DIRECTIONS ->
Can you give the stretch from the line that contains "The component shall mark one dot per instance of the downspout" through the end of the entries again, with "header line" replaced by "heading row" throughout and everything else unchanged?

WORKING DATA ->
************

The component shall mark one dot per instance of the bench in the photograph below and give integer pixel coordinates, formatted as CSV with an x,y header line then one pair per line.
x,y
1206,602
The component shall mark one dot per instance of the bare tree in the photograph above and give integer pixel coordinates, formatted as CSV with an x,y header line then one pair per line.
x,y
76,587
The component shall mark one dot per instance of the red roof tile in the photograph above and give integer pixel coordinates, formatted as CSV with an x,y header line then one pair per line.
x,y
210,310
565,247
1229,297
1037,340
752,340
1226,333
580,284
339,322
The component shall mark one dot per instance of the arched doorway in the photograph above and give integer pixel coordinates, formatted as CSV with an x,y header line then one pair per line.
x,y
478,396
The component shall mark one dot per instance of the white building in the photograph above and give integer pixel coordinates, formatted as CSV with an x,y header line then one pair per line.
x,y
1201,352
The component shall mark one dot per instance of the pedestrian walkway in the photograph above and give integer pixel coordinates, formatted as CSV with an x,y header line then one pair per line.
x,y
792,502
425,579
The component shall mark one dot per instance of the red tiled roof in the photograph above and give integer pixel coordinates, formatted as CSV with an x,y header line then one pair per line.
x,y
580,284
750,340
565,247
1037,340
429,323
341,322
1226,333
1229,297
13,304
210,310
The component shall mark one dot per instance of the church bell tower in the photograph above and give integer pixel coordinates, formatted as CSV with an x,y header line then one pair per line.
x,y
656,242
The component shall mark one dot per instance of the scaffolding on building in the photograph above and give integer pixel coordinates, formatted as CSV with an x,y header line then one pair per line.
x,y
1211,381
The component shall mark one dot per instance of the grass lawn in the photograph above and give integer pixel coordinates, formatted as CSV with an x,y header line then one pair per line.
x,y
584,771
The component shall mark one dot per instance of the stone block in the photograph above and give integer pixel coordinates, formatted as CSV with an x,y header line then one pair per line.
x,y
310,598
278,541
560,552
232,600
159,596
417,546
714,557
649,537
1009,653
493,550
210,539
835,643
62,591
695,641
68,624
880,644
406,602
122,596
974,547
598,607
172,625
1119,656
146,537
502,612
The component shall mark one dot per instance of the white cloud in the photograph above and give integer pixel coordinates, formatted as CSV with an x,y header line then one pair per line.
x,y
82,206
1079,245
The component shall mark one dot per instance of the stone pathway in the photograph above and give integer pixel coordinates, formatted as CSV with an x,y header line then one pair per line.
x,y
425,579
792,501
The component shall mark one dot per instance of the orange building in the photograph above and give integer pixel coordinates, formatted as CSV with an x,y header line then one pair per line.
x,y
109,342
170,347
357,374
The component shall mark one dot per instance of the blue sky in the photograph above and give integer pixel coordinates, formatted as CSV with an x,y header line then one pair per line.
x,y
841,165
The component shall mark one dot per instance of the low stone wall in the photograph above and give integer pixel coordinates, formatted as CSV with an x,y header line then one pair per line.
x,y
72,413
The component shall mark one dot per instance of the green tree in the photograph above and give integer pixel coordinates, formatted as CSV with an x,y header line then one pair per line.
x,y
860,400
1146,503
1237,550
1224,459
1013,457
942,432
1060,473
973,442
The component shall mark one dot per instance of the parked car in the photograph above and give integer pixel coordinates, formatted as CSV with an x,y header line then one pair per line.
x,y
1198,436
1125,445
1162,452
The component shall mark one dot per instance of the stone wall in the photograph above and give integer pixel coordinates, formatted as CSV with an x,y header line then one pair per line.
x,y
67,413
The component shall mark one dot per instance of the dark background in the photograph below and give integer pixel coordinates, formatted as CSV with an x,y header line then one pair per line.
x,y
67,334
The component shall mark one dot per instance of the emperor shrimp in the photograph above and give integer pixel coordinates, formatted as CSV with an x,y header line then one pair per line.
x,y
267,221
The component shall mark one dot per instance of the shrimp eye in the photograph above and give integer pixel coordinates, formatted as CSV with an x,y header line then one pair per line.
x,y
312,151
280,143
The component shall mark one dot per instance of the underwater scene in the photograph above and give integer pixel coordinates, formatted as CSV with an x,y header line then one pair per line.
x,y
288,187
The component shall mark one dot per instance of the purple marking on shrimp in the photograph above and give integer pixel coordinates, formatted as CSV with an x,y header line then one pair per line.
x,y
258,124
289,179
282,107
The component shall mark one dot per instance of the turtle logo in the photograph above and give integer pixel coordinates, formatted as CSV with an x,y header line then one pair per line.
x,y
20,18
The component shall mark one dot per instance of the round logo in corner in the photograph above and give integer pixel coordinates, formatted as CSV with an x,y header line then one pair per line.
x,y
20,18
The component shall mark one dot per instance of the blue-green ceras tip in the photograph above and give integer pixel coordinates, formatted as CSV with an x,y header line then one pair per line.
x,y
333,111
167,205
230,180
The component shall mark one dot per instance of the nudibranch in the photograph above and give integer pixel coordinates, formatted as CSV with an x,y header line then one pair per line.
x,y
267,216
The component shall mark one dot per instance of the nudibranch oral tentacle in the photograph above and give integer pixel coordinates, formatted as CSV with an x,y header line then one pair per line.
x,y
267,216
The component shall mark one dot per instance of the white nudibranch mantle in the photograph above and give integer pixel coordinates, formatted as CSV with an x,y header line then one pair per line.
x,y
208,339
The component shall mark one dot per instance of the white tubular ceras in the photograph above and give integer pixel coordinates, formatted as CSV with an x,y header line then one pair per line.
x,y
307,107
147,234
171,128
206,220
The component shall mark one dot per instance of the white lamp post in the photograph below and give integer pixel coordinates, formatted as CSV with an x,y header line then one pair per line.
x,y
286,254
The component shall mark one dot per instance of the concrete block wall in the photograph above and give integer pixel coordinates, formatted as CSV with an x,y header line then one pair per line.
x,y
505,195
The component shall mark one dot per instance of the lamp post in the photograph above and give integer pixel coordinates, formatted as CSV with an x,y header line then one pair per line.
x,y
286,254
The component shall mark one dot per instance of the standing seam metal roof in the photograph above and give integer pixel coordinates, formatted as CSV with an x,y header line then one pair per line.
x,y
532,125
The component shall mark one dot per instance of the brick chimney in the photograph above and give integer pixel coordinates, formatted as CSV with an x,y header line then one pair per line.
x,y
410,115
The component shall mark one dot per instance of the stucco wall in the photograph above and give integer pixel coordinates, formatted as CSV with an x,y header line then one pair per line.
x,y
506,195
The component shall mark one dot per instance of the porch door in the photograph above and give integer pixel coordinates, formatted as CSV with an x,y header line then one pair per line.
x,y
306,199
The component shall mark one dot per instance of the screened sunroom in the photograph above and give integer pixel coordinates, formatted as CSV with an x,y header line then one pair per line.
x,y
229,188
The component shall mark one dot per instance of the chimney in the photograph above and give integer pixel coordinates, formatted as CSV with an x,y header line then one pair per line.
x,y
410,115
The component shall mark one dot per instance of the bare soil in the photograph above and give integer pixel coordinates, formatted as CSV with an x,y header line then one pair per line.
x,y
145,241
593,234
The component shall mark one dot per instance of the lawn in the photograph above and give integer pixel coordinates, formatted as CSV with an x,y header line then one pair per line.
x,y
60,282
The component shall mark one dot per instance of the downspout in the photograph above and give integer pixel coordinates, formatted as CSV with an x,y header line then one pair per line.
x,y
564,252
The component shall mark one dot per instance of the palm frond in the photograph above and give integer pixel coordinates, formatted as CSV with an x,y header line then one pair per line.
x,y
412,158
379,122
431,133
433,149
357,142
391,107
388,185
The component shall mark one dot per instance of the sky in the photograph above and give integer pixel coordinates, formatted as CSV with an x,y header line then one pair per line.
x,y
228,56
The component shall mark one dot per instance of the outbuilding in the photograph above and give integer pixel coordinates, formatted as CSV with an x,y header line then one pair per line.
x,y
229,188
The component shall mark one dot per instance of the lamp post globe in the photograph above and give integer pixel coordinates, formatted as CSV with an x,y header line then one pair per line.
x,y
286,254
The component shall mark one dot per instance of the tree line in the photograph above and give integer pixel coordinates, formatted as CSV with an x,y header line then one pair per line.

************

IN RESPONSE ->
The component shall mark one dot per instance of the downspout in the photograph above and give integer pixel coordinates, formatted as CSV with an x,y heading row then one pair per line.
x,y
564,252
The component shall mark one dot per instance of the palm frond in the photograph above and give integer pixel coordinates, formatted as CSV with an x,y heading row then one pair per line.
x,y
412,158
379,122
431,133
433,149
357,142
391,107
388,185
The component shall mark one dot per instance of the sky in the photograph above and give integer pixel coordinates, formatted as CSV with an x,y heading row then one pair per line.
x,y
228,56
The component shall mark one dot per instance of the outbuilding in the photograph above and give integer pixel coordinates, formatted as CSV with an x,y heading row then one pair per line.
x,y
229,188
The component shall mark one dot per instance of the lamp post globe in the photograph above and give integer pixel coordinates, formatted as CSV with an x,y heading row then one pair per line.
x,y
286,254
The component shall mark one dot per instance of the tree line in the photograph above and give integer pixel coordinates, formatted as CSV with an x,y heading row then one pair per line.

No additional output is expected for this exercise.